** WHAT IS REQUIRED **
Can you repeat the material from the line containing "Find the stone" through the end, changing "stone pillar" to "stone column" and leaving everything else as it is?
= = =
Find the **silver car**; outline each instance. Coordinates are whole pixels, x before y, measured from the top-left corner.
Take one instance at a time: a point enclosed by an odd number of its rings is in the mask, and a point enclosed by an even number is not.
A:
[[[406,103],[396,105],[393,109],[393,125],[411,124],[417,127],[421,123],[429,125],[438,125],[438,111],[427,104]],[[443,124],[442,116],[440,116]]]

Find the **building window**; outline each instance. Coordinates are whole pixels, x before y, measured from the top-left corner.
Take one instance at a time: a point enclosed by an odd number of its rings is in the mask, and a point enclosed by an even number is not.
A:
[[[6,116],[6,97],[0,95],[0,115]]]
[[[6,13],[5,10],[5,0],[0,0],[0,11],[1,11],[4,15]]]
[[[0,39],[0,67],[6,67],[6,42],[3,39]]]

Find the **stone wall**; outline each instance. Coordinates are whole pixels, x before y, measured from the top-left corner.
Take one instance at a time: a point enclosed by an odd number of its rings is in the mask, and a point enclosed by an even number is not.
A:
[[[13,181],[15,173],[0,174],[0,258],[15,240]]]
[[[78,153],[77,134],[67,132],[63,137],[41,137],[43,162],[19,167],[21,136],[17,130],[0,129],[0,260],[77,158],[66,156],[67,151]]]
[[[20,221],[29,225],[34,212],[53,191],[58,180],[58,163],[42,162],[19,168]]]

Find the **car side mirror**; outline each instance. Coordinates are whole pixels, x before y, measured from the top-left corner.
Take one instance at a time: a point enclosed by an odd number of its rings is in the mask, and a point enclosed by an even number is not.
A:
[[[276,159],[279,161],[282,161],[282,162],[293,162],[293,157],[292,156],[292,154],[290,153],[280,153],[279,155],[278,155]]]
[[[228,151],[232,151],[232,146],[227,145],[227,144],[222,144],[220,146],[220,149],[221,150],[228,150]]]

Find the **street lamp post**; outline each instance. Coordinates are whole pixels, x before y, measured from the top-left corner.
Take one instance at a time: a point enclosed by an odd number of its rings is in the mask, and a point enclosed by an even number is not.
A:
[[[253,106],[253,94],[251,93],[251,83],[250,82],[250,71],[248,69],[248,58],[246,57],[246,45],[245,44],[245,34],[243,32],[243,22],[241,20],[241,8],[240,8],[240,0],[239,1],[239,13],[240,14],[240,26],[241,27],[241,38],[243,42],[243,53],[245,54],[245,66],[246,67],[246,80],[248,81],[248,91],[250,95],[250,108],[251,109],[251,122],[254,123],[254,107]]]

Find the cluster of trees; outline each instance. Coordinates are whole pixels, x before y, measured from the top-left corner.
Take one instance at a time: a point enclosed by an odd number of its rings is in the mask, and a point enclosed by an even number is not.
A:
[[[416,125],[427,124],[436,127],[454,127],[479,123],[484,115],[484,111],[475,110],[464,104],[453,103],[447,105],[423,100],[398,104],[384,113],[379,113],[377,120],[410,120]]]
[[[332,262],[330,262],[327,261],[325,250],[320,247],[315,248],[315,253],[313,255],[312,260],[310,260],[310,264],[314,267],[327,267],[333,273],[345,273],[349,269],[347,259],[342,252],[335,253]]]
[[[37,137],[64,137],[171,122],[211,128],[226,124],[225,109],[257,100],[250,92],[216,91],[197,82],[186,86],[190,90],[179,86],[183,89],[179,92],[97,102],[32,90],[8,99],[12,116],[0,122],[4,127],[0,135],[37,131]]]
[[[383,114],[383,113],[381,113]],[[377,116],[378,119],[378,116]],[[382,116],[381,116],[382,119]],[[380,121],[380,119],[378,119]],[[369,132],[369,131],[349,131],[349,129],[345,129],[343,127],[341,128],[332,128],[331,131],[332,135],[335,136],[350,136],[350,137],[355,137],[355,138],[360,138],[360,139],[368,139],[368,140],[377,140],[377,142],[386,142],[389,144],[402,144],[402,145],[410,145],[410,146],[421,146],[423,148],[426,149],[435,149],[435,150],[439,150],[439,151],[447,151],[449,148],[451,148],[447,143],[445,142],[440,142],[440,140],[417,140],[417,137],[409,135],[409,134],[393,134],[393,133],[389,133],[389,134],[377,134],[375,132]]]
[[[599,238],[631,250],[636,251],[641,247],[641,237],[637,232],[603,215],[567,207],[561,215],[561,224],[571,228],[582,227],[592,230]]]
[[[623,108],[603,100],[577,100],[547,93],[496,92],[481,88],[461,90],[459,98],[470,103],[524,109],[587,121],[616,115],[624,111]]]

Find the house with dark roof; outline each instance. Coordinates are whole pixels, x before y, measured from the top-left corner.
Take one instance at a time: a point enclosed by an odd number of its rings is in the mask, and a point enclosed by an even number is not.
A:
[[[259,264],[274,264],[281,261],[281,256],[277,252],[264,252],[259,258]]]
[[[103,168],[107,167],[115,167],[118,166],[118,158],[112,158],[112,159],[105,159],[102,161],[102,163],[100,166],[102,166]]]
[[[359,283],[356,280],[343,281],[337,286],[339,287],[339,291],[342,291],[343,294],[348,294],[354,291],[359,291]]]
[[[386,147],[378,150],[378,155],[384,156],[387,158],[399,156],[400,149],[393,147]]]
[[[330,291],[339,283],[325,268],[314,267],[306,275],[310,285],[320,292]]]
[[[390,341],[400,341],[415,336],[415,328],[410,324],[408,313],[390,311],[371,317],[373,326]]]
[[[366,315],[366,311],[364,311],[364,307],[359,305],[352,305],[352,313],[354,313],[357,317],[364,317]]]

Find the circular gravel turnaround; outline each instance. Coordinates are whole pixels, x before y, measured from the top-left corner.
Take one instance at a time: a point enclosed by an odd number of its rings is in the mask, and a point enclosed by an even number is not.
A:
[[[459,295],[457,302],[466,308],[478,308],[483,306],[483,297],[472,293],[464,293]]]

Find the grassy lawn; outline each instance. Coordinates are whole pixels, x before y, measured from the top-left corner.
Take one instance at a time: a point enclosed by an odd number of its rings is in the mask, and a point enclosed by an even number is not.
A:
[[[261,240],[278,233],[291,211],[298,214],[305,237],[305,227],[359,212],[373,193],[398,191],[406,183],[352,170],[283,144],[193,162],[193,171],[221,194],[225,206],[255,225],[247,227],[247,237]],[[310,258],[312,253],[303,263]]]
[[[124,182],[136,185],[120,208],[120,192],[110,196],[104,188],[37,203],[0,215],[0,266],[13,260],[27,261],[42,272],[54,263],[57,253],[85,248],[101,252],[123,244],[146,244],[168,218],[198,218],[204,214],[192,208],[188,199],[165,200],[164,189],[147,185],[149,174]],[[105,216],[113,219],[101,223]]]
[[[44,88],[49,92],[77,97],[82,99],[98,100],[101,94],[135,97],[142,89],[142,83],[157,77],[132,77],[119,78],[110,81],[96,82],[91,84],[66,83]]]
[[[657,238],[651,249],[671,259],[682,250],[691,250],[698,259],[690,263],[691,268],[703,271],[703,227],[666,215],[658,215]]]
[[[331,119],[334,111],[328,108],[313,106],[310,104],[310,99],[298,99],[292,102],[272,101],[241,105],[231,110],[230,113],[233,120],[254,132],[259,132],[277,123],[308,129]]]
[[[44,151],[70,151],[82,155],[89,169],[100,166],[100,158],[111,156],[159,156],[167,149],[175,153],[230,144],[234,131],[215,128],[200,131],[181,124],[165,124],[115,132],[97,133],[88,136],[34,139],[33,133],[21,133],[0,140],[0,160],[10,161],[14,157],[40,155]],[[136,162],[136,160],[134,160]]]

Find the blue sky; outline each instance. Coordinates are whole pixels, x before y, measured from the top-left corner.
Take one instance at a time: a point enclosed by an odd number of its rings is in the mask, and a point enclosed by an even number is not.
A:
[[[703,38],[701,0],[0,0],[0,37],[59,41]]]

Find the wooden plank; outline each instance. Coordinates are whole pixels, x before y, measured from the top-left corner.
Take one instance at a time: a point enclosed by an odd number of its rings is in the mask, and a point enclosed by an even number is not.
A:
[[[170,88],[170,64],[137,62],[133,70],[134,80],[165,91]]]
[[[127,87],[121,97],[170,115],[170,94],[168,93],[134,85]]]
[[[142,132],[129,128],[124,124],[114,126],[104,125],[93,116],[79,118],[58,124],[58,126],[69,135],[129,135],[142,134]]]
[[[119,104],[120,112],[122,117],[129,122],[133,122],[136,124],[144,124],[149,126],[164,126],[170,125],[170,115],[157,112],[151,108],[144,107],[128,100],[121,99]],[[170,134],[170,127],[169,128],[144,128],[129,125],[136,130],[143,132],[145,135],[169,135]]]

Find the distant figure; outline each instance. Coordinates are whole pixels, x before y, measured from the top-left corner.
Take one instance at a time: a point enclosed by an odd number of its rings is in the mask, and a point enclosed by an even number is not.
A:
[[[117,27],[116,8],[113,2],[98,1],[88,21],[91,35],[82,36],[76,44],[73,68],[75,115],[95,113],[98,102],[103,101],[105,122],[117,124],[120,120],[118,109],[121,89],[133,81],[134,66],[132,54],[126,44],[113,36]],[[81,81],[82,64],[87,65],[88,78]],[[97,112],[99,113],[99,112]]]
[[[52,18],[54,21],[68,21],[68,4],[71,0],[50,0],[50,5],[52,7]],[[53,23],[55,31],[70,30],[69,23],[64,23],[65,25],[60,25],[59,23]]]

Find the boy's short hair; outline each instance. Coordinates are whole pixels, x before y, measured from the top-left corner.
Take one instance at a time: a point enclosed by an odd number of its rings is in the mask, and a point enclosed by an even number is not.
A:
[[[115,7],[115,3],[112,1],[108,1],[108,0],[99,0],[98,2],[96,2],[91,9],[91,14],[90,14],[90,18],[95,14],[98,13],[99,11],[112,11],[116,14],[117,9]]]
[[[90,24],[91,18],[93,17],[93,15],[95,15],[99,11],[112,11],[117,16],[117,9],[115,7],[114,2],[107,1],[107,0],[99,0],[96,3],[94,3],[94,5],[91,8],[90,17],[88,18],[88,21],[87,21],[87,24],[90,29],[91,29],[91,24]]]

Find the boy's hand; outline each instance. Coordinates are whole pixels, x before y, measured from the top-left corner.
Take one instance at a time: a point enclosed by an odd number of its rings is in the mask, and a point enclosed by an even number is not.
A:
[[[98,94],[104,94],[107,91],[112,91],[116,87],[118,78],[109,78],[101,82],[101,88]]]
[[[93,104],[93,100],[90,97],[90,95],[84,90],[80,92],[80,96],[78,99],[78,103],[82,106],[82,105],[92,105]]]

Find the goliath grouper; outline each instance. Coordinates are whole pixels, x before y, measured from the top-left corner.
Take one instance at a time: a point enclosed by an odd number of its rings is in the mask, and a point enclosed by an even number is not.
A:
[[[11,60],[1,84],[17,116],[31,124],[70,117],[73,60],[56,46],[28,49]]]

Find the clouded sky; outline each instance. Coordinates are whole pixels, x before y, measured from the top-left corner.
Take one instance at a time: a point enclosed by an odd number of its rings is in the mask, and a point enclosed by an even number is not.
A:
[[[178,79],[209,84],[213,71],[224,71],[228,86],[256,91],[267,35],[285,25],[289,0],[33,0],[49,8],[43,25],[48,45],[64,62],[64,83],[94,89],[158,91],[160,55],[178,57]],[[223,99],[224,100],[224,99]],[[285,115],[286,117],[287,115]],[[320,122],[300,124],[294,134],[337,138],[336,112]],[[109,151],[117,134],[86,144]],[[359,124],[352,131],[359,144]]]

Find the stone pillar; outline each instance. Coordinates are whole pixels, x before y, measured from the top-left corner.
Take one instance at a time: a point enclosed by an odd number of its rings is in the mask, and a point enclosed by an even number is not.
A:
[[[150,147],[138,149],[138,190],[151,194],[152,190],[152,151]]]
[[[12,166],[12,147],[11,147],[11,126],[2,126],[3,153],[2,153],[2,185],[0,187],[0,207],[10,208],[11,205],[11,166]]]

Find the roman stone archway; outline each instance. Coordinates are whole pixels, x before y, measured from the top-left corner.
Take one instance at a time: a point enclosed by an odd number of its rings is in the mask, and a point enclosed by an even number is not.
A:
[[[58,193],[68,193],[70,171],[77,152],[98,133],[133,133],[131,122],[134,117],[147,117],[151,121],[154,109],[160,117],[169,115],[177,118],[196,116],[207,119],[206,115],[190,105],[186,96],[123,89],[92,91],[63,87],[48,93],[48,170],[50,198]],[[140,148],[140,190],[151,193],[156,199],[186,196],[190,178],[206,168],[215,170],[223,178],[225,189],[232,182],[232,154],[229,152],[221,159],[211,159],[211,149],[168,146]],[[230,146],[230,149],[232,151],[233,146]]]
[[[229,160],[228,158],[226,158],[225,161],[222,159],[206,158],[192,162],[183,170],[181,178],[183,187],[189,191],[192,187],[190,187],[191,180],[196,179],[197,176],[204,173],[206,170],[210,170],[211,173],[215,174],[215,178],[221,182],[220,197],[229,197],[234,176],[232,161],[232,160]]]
= = =
** ANSWER IN FULL **
Find the stone column; outline each instance. Coordinates are whole pixels, x before y, measured from the top-left corner.
Take one instance at a time: a point enclosed by an odd number of its rings is in the mask, and a point enclosed by an even number is not.
A:
[[[150,147],[138,149],[138,190],[151,194],[152,190],[152,151]]]
[[[12,166],[12,147],[11,147],[11,126],[2,126],[3,153],[2,153],[2,185],[0,187],[0,207],[10,208],[11,205],[11,166]]]

Find the roman stone archway; outline each instance. Coordinates are whole pixels, x before y, measured from the top-left corner.
Take one instance at a time: a point enclosed by an odd number of its rings is in the mask, and a point enclosed by an even number is not.
A:
[[[58,193],[68,193],[70,171],[77,152],[98,133],[133,133],[131,122],[134,117],[147,117],[151,121],[154,109],[160,117],[169,115],[177,118],[196,116],[207,119],[206,115],[190,105],[186,96],[123,89],[92,91],[63,87],[48,93],[48,170],[50,198]],[[140,148],[140,190],[151,193],[156,199],[186,196],[190,178],[206,168],[215,170],[223,178],[225,189],[232,182],[232,154],[229,152],[221,159],[211,159],[211,149],[168,146]],[[230,146],[230,149],[232,151],[233,146]]]
[[[229,160],[228,158],[226,158],[225,161],[222,159],[206,158],[192,162],[183,170],[181,178],[183,187],[189,191],[192,187],[190,187],[191,180],[196,179],[197,176],[204,173],[206,170],[210,170],[211,173],[215,174],[215,178],[221,182],[220,197],[229,197],[234,176],[232,161],[232,160]]]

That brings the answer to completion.